## begin Text shown

Some data might have starting and end points for x values. If that is the case, the line chart will have a step-like shape. ggHoriPlot can also plot this kind of data. We simply need to specify the end coordinates using the xend aesthetics inside geom_horizon():

a <- dat_tab %>% 
  ggplot() +
  geom_horizon(
    aes(x = x, 
    xend = xend, 
    y=y,
    fill=..Cutpoints..), 
    horizonscale = 6,
    origin = 'midpoint'
  ) +
  theme_few() +
  scale_fill_hcl()

cutpoints  <- tibble(
  cuts = c(78.48221,  172.74027,  266.99833, -110.03390, -204.29196, -298.55001),
  names = c('ypos1', 'ypos2', 'ypos3', 'yneg1', 'yneg2', 'yneg3'), 
  color = c("#D7E2D4", "#36ABA9", "#324DA0", "#F6DE90", "#E78200", "#A51122")
) %>% 
  mutate(names = factor(names, rev(names))) %>% 
  arrange(names)

## end Text shown

* Do this:
Repeat word for word the part of the ggHoriPlot text above that starts at the words "Some data might" and stops after "scale_fill_hcl()".

## begin Data

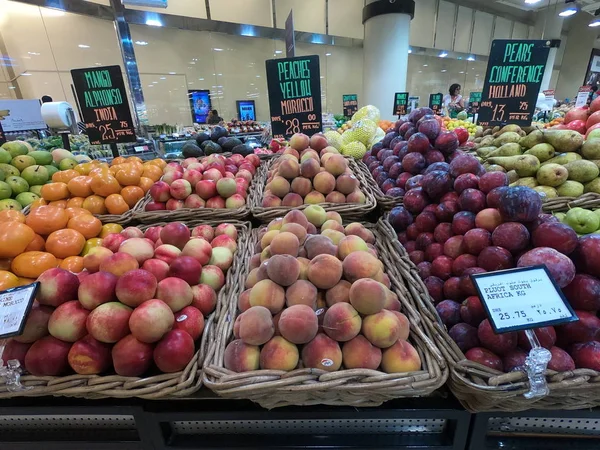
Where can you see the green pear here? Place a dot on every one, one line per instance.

## end Data

* Result of this exercise:
Some data might have starting and end points for x values. If that is the case, the line chart will have a step-like shape. ggHoriPlot can also plot this kind of data. We simply need to specify the end coordinates using the xend aesthetics inside geom_horizon():

a <- dat_tab %>% 
  ggplot() +
  geom_horizon(
    aes(x = x, 
    xend = xend, 
    y=y,
    fill=..Cutpoints..), 
    horizonscale = 6,
    origin = 'midpoint'
  ) +
  theme_few() +
  scale_fill_hcl()